# Data extracts
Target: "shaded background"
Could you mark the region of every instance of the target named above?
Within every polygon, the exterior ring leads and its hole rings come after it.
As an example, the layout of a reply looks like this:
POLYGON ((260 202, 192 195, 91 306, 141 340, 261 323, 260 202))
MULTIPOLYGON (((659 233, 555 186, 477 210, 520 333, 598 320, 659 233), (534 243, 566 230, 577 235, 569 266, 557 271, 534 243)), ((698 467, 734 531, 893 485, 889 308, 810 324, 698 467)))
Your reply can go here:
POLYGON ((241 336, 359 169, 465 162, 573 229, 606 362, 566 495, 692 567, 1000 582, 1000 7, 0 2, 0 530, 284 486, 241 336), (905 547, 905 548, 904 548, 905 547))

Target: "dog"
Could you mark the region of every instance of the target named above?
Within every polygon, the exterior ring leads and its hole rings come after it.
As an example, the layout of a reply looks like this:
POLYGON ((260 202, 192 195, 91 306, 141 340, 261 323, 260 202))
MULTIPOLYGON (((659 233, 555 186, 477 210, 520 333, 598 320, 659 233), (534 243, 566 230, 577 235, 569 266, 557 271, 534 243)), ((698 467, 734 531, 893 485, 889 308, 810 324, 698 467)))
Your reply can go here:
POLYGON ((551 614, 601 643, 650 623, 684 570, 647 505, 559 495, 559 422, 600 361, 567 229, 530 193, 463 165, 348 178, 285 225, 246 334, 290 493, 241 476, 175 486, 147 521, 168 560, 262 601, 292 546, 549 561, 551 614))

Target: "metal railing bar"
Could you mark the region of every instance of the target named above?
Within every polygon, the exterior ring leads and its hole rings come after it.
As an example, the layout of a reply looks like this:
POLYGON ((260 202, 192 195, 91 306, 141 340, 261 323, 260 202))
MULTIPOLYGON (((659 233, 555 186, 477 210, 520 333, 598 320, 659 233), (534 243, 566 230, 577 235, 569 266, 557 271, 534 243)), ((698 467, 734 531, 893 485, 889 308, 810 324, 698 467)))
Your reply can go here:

# Exercise instructions
Copy all data exactly, start to finish.

# Answer to the exercise
Target: "shaded background"
Could you mark the region of every instance of the target named above?
Within every polygon, the exterior ring leads and its hole rings come after it.
As an example, the layout of a reply looks like this:
POLYGON ((260 202, 192 195, 91 306, 141 340, 261 323, 260 202))
MULTIPOLYGON (((659 233, 555 186, 477 210, 520 333, 598 320, 659 233), (534 243, 566 230, 577 235, 569 266, 557 271, 534 243)), ((698 467, 734 531, 893 485, 889 308, 810 324, 698 467)))
Your reply can go here:
POLYGON ((241 336, 359 169, 465 162, 573 229, 606 362, 566 495, 692 567, 1000 582, 1000 7, 0 2, 0 530, 284 486, 241 336), (905 547, 905 548, 904 548, 905 547))

Target: "dog"
Could you mark the region of every instance of the target named above?
Within every polygon, the exterior ring leads and its hole rings come after it.
As an example, the layout of a reply looks like this:
POLYGON ((260 202, 192 195, 91 306, 141 340, 261 323, 260 202))
MULTIPOLYGON (((659 233, 555 186, 477 210, 520 333, 598 320, 659 233), (534 243, 566 230, 577 235, 569 266, 557 271, 534 243)), ((698 467, 734 531, 893 485, 889 308, 810 324, 698 467)))
Your reply can go here:
POLYGON ((551 614, 601 643, 650 623, 684 570, 647 505, 559 495, 559 422, 600 361, 567 229, 530 193, 463 165, 348 178, 285 225, 246 334, 290 493, 241 476, 175 486, 147 521, 168 560, 262 601, 292 546, 549 561, 551 614))

Target: "metal railing bar"
Could you mark the region of every instance of the target named above?
Within every polygon, the exterior ring leads and its hole rings come after it.
As an example, the layout of a reply looks like this:
POLYGON ((260 202, 192 195, 91 306, 141 340, 261 323, 260 202))
MULTIPOLYGON (((659 233, 555 186, 477 210, 520 333, 598 320, 659 233), (534 243, 566 230, 577 235, 569 266, 557 271, 534 243)), ((698 467, 734 531, 893 485, 889 308, 810 324, 698 467)))
Your reply can go here:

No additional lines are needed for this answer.